--- start EXCERPTED PASSAGE ---

# LORD OF THE RINGS 1940's FILM??



## Persephone (Aug 5, 2008)

I found this from sffchronicles and I was shocked to know that Warner Bros actually did a film version of LOTR but it's not fantasy. It stars Humphrey Boggart, Marlene Dietrich (as Galadriel) and Frodo is in a suit!


http://www.youtube.com/watch?v=3xruJ10C19U



Weirdness here.


_Edit: It wasn't from the 1950s it was a 1940's film._


----------



## YayGollum (Aug 5, 2008)

I changed the number. Also, not a bad video. I have acquired respect for the normally boring Frodo character.  Most people ask why they didn't employ giant eagles to take the One Ring thing to Mount Doom. Now, I get to wonder exactly how good Frodo's throwing arm would have to be to toss it from Cirith Ungol. And again, poor Smeagol. What other actor would do?


----------



## Persephone (Aug 5, 2008)

YayGollum said:


> I changed the number. Also, not a bad video. I have acquired respect for the normally boring Frodo character.  Most people ask why they didn't employ giant eagles to take the One Ring thing to Mount Doom. Now, I get to wonder exactly how good Frodo's throwing arm would have to be to toss it from Cirith Ungol. And again, poor Smeagol. What other actor would do?



I knew you would correct it. Thanks, T.

This was seriously one of the strangest adaptations I've seen. But then again, there might be more out there that we're not aware of.


----------



## Elthir (Aug 5, 2008)

LOL funny.

Strange how they made a film based on _The Lord of the Rings_ before the tale was finished or published.


----------



## Gilthoniel (Aug 5, 2008)

Haha! Someone's commented it saying 'Traitorous wizard.' 
Sounds a bit like our dear Yay's style! Or is there a 'torturing, traitorous wizard-types collective hatred society'?
Hehe!


----------



## HLGStrider (Aug 5, 2008)

The Lorre and Greenstreet voices were actually pretty good, but that Bogart voice was about to drive me up a wall. . . oh well. Clever none-the-less.


----------



## Persephone (Aug 5, 2008)

Gilthoniel said:


> Haha! Someone's commented it saying 'Traitorous wizard.'
> Sounds a bit like our dear Yay's style! Or is there a 'torturing, traitorous wizard-types collective hatred society'?
> Hehe!



I am sure there are more of his kind out there. They are among us. Beware!


----------



## Bucky (Aug 20, 2008)

Peter Lorre as Gollum is.....

Precious. 

Some of the movies used in the 'filming':

The Maltese Falcon 
Casablanca 
The Big Sleep 
Dark Passage 
The Third Man 
The Lady From Shanghai 
Godzilla

There's at least one more Bogart film - the one with the trees lining both sides of the road, then where he walks across the lot, the Ingred Bergman film, the one with the spider & the last one with Peter Lorre that I don't recognize......

Anyone can help?


----------



## Prince of Cats (Aug 20, 2008)

That video was awesome


----------

--- end EXCERPTED PASSAGE ---

### EXERCISE 1
Write out every line of the dataset entries below, leaving out the pictures. Multiply each x and y coordinate in the answers by 1.85 and round it to a whole number, rounding halves up.

--- start INPUT ---

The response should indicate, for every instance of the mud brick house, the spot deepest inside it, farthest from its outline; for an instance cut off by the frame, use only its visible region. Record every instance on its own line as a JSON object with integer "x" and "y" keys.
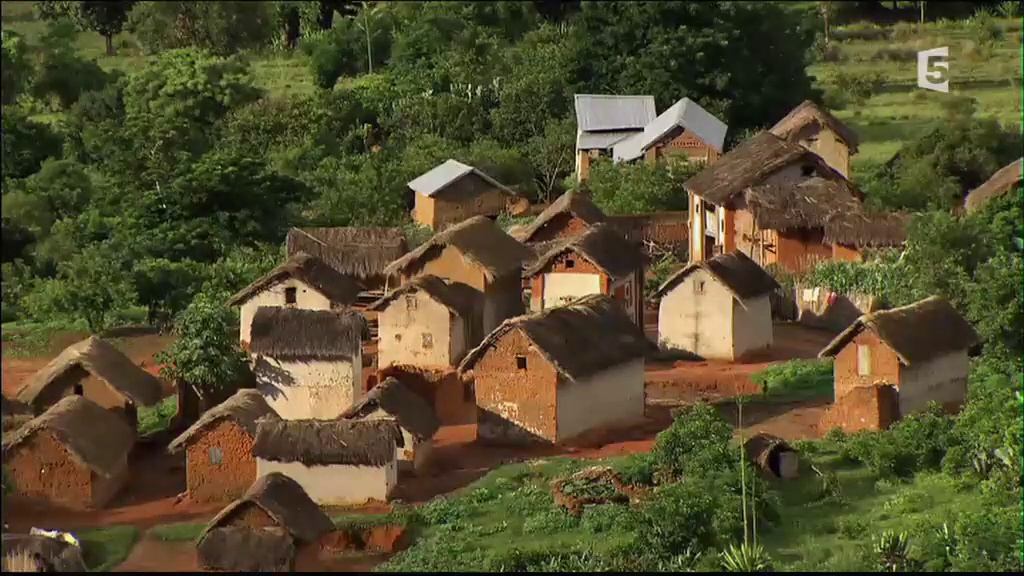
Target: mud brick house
{"x": 453, "y": 192}
{"x": 307, "y": 363}
{"x": 779, "y": 203}
{"x": 264, "y": 530}
{"x": 603, "y": 120}
{"x": 301, "y": 282}
{"x": 480, "y": 254}
{"x": 599, "y": 261}
{"x": 718, "y": 309}
{"x": 684, "y": 130}
{"x": 1006, "y": 180}
{"x": 336, "y": 462}
{"x": 570, "y": 215}
{"x": 426, "y": 322}
{"x": 555, "y": 374}
{"x": 74, "y": 455}
{"x": 816, "y": 129}
{"x": 921, "y": 350}
{"x": 416, "y": 417}
{"x": 94, "y": 369}
{"x": 219, "y": 465}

--- end INPUT ---

### EXERCISE 2
Print the forum thread about the 1940s Lord of the Rings video word for word, from "# LORD OF THE" to "Weirdness here.".

### FINISHED ANSWER 1
The response should indicate, for every instance of the mud brick house, the spot deepest inside it, farthest from its outline; for an instance cut off by the frame, use only its visible region. Record every instance on its own line as a JSON object with integer "x" and "y" keys.
Target: mud brick house
{"x": 838, "y": 355}
{"x": 568, "y": 672}
{"x": 1441, "y": 376}
{"x": 488, "y": 981}
{"x": 1116, "y": 222}
{"x": 557, "y": 522}
{"x": 888, "y": 470}
{"x": 1108, "y": 483}
{"x": 1328, "y": 572}
{"x": 1265, "y": 241}
{"x": 1861, "y": 333}
{"x": 622, "y": 855}
{"x": 1055, "y": 398}
{"x": 788, "y": 596}
{"x": 1027, "y": 692}
{"x": 137, "y": 842}
{"x": 1510, "y": 239}
{"x": 1704, "y": 648}
{"x": 770, "y": 771}
{"x": 174, "y": 683}
{"x": 405, "y": 860}

### FINISHED ANSWER 2
# LORD OF THE RINGS 1940's FILM??



## Persephone (Aug 5, 2008)

I found this from sffchronicles and I was shocked to know that Warner Bros actually did a film version of LOTR but it's not fantasy. It stars Humphrey Boggart, Marlene Dietrich (as Galadriel) and Frodo is in a suit!


http://www.youtube.com/watch?v=3xruJ10C19U



Weirdness here.